— START —

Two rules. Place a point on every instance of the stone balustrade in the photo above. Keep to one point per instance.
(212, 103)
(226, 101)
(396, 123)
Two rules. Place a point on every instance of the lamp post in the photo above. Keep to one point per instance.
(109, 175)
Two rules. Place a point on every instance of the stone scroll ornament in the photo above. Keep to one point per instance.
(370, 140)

— END —
— START —

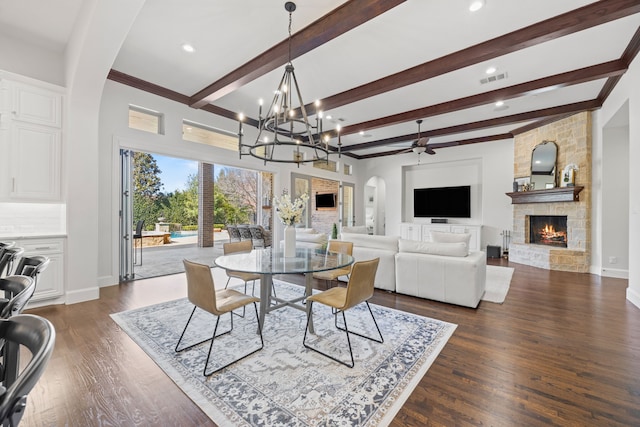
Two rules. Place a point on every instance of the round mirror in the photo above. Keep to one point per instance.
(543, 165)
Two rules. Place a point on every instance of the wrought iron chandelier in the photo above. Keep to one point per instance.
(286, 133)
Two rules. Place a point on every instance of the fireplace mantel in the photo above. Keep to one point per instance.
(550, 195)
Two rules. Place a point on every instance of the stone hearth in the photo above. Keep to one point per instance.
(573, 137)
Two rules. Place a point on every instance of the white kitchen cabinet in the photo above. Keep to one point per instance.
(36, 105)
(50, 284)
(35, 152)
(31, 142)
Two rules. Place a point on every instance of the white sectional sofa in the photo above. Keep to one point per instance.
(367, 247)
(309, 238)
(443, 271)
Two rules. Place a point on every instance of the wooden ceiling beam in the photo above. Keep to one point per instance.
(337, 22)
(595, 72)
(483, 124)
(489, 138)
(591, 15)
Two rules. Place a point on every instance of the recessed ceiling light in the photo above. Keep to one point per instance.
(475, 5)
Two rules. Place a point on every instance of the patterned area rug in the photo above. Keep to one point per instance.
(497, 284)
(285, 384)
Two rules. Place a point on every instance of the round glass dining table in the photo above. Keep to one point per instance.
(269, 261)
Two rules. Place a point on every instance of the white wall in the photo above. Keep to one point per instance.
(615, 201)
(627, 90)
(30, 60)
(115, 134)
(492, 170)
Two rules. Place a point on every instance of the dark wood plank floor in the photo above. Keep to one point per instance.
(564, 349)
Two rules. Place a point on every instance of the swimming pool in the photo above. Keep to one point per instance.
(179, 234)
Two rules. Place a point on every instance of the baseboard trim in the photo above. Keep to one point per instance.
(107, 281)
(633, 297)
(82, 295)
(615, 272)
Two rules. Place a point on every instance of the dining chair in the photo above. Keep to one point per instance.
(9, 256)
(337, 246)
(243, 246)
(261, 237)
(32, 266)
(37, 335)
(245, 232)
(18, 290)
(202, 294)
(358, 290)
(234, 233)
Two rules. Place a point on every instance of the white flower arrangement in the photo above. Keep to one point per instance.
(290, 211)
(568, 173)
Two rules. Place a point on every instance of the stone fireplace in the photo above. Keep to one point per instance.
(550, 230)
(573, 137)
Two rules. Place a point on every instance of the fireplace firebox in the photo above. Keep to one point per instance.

— END —

= THE PROBLEM =
Turn the lines above, from the one containing "the stone fireplace" through the one containing "the fireplace firebox", into a numbered list, with any blank lines left out.

= ANSWER TO THE PROBLEM =
1. Two rules. Place a point on every instance of the stone fireplace in the photo above. Keep to one point per instance.
2. (550, 230)
3. (573, 137)
4. Two rules. Place a point on every instance of the fireplace firebox in the photo above. Keep to one point per instance.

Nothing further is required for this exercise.